**The data**
•••••
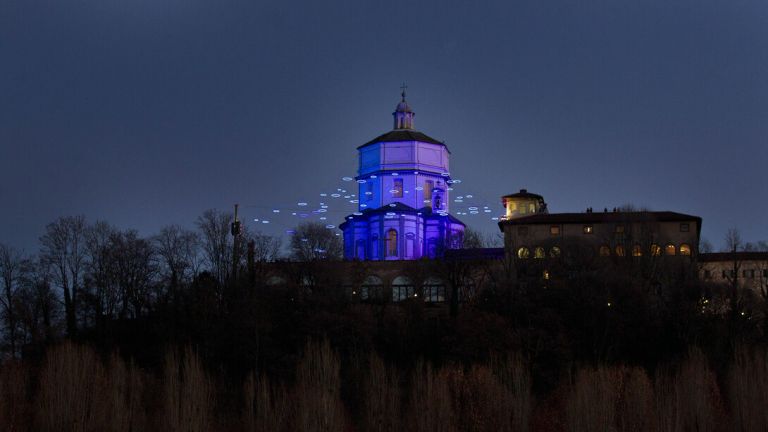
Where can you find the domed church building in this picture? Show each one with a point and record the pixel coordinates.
(404, 193)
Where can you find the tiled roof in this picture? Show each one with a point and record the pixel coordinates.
(733, 256)
(601, 217)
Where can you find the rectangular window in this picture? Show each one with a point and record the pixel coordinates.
(397, 188)
(429, 185)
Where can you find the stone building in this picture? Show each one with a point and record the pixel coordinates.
(404, 193)
(530, 231)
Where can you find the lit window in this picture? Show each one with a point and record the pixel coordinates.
(429, 185)
(391, 243)
(397, 188)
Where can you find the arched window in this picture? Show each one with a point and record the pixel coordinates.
(371, 288)
(434, 290)
(402, 288)
(429, 186)
(397, 188)
(391, 243)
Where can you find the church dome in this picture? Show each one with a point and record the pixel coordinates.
(403, 106)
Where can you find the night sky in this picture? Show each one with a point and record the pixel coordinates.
(147, 112)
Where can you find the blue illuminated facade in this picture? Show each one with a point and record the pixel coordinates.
(404, 193)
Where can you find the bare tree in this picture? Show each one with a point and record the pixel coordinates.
(312, 241)
(134, 272)
(216, 242)
(63, 249)
(13, 266)
(37, 304)
(177, 248)
(100, 290)
(266, 248)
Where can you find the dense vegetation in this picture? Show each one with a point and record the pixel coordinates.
(104, 330)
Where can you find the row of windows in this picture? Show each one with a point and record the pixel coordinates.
(730, 274)
(605, 250)
(589, 229)
(433, 289)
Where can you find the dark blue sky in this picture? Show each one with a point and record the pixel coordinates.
(147, 112)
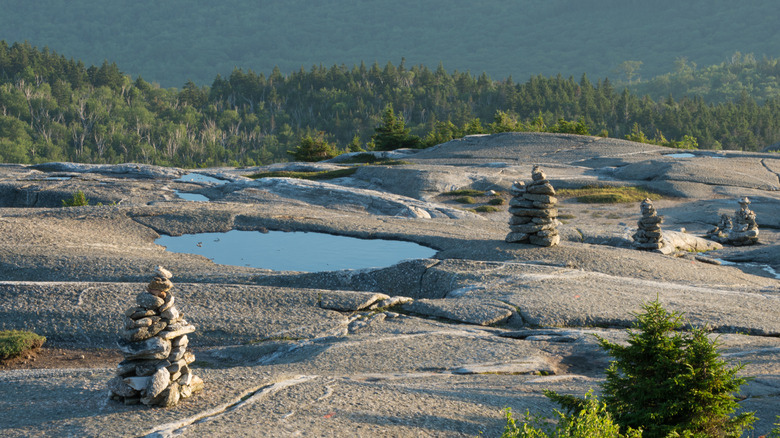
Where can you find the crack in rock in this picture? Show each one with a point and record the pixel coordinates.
(247, 398)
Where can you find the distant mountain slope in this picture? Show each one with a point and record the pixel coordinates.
(172, 41)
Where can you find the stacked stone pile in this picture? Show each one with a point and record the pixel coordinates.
(649, 235)
(533, 212)
(721, 232)
(742, 230)
(156, 370)
(745, 229)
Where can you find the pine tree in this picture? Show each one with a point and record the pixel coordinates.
(393, 134)
(666, 381)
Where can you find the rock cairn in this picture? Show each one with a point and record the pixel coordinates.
(745, 229)
(649, 235)
(742, 230)
(721, 232)
(156, 370)
(533, 212)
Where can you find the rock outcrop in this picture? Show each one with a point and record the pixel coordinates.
(533, 212)
(156, 370)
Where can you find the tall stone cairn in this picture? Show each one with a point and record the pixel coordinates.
(533, 212)
(156, 370)
(649, 235)
(745, 229)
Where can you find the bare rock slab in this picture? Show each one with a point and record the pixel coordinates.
(349, 301)
(526, 365)
(467, 310)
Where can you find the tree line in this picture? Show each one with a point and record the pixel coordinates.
(58, 109)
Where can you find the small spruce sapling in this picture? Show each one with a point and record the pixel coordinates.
(669, 383)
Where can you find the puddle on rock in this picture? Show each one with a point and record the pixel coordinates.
(295, 251)
(191, 196)
(200, 178)
(766, 268)
(197, 178)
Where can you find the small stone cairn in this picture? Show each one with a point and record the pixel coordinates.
(745, 229)
(533, 212)
(154, 341)
(649, 235)
(721, 232)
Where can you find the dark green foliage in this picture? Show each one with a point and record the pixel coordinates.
(325, 174)
(79, 199)
(373, 159)
(53, 109)
(392, 133)
(590, 421)
(313, 149)
(205, 38)
(593, 194)
(487, 209)
(464, 192)
(465, 200)
(14, 343)
(775, 432)
(665, 381)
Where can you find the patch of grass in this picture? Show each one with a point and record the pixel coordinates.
(464, 192)
(79, 199)
(607, 194)
(14, 343)
(487, 209)
(321, 175)
(465, 200)
(371, 159)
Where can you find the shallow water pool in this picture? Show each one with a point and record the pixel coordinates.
(295, 251)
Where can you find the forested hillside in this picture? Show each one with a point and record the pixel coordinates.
(53, 108)
(173, 41)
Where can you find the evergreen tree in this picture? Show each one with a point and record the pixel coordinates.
(313, 149)
(667, 382)
(392, 133)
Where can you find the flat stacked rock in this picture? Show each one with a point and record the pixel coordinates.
(649, 235)
(721, 232)
(154, 341)
(745, 229)
(533, 212)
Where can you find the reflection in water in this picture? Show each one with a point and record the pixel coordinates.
(197, 177)
(295, 251)
(191, 196)
(769, 269)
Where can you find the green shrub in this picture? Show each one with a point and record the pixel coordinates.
(607, 194)
(592, 421)
(314, 149)
(465, 200)
(372, 159)
(14, 343)
(464, 192)
(79, 199)
(669, 383)
(325, 174)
•••••
**Exercise**
Only one span is to be repeated: the line with "Where can you find the reflection" through the final line of the entries above, word for word.

**Reply to the task**
Where can you find the reflection in water in this picture? Show each one with a point and record the pixel coordinates.
(197, 177)
(295, 251)
(191, 196)
(769, 269)
Where can you find the green shrub in this picture? Show each one with a point and record the pixel coordinates.
(607, 194)
(592, 421)
(314, 149)
(465, 200)
(372, 159)
(14, 343)
(464, 192)
(79, 199)
(669, 383)
(325, 174)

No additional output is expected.